→ Your tasks
A. According to the text on the health effects of carbon disulphide and sulphur, what substance forms a complex with insulin and reduces its biological activity?
B. Pick up the text on the health effects of carbon disulphide and sulphur after its final sentence and keep writing.

→ Text
*** Block opens ***

It is assumed that the reaction of carbon disulphide with vitamin B6 is very important. B6 metabolism is impaired, which is manifested by enhanced excretion of xanthurenic acid and decreased excretion of 4-pyridoxine acid, and further in a reduced serum pyridoxine level. It appears that copper utilization is disturbed as indicated by the reduced level of ceruloplasmin in exposed animals and humans. Carbon disulphide interferes with serotonin metabolism in the brain by inhibiting certain enzymes. Furthermore, it has been reported that it inhibits the clearing factor (lipase activated by heparin in the presence of -lipoproteins), thus interfering with the clearing of fat from blood plasma. This may result in the accumulation of cholesterol and lipoid substances in vessel walls and stimulate the atherosclerotic process. However, not all reports about the inhibition of the clearing factor are so convincing. There are many, although often contradictory, reports about the behaviour of lipoproteins and cholesterol in the blood and organs of animals and humans exposed to carbon disulphide for a long time, or poisoned by it.

Impaired glucose tolerance of the chemical diabetes type has also been observed. It is elicited by the elevated level of xanthurenic acid in serum, which, as was demonstrated in experiments, forms a complex with insulin and reduces its biological activity. Neurochemical studies have demonstrated changed catecholamine levels in the brain as well as in other nervous tissues. These findings show that carbon disulphide changes the biosynthesis of catecholamines, probably by inhibiting dopamine hydroxylase by chelating enzymatic copper.

Examination of animals poisoned by carbon disulphide revealed a variety of neurologic changes. In humans the changes included serious degeneration of the grey matter in the brain and cerebellum, changes in the pyramid system of pons and spinal cord, degenerative changes of peripheral nerves and disintegration of their sheaths. Also described were atrophy, hypertrophy and hyalin degeneration of muscle fibres.

Sulphur and sulphur dioxide

Extraction of sulphur-bearing rock can lead to the inhalation of the high concentrations of sulphur dust in sulphur mines and may have harmful effects on the respiratory system. In sulphur mining, at the beginning of exposure, the miner suffers from upper respiratory tract catarrh, with cough, and expectoration which is mucoid and may even contain grains of sulphur. Asthma is a frequent complication.

The acute effects of inhalation of sulphur and its inorganic compounds include upper respiratory system effects (catarrhal inflammation of the nasal mucosae, which may lead to hyperplasia with abundant nasal secretion). Tracheobronchitis is a frequent occurrence, with shortness of breath (dyspnoea), persistent cough and expectoration which may sometimes be streaked with blood. There may also be irritation of the eyes, with lacrimation, photophobia, conjunctivitis and blepharoconjunctivitis; cases of damage to the crystalline lens have also been described, with the formation of opacities and even cataract and focal chorioretinitis.

The skin may be subject to erythematous and eczematous lesions and signs of ulceration, especially in the case of workers whose hands are in prolonged or repeated contact with powdered sulphur or sulphur compounds, as for example in bleaching and decolouring processes in the textile industry.

*** Block closes ***

→ Records

*** Block opens ***

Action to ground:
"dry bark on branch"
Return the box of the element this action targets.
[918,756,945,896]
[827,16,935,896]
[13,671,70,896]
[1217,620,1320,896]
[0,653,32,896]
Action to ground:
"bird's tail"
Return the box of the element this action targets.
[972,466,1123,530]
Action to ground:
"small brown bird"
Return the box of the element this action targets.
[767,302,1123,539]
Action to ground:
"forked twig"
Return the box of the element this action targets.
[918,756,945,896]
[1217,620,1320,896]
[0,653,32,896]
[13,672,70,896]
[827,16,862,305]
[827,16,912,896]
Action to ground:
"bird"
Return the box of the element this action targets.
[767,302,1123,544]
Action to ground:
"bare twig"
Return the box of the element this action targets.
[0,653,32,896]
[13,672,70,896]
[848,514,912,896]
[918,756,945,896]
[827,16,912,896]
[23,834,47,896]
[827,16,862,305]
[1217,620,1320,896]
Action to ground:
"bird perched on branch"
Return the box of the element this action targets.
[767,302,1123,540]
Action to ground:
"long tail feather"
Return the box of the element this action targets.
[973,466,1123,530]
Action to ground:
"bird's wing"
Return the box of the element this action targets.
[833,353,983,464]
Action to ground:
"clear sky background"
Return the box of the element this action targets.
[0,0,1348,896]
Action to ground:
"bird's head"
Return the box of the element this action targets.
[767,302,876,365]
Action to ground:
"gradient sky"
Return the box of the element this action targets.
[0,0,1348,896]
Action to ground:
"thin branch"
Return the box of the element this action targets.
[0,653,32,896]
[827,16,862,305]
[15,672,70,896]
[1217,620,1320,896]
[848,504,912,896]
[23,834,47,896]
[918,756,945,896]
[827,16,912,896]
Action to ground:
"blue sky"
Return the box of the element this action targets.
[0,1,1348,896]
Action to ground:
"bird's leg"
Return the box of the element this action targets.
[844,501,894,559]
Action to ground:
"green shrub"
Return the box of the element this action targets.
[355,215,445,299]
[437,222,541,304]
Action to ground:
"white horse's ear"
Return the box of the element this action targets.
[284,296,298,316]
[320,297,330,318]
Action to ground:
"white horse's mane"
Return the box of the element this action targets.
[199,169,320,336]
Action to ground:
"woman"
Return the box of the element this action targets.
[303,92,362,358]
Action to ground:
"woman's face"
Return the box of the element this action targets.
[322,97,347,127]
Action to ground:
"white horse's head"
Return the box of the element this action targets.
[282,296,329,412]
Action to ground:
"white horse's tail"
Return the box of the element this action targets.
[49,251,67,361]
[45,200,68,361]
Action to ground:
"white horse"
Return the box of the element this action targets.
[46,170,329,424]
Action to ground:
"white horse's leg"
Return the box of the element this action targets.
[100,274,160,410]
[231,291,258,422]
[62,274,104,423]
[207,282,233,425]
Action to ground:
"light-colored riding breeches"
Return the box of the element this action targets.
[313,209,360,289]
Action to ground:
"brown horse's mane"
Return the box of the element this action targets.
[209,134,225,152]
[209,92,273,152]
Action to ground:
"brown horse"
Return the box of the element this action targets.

*** Block closes ***

→ Activity answers
A. Xanthurenic acid.

B.
Sulphur dioxide is one of the most widely encountered contaminants in the workplace environment. It is released in considerable quantities in the manufacture of sulphuric acid, liquid sulphur dioxide and cast iron, in the refining of sulphur-rich minerals (copper, lead, zinc and so on) and from the combustion of sulphur-rich coal. It is also found as a contaminant in the production of cellulose, sugar and superphosphates, in food preserving, petroleum refining, bleaching, disinfecting and so on.

Sulphur dioxide is an irritant gas, and its effect is due to the formation of sulphurous and sulphuric acids on contact with moist mucosae. It may enter the body via the respiratory tract or, following dilution in the saliva, it may be swallowed and enter the gastro-intestinal tract in the form of sulphurous acid. Certain authors believe that it can enter the body via the skin. Due to its high solubility, sulphur dioxide is rapidly distributed throughout the body, producing metabolic acidosis with a reduction in the blood alkali reserve and compensatory elimination of ammonia in the urine and alkali in the saliva. The general toxic action is demonstrated by protein and carbohydrate metabolism disorders, vitamin B and C deficiency and oxidase inhibition. In the blood, sulphuric acid is metabolized to sulphates which are excreted in the urine. It is probable that the absorption of large quantities of sulphur dioxide has a pathological effect on the haemopoietic system and may produce methaemoglobin.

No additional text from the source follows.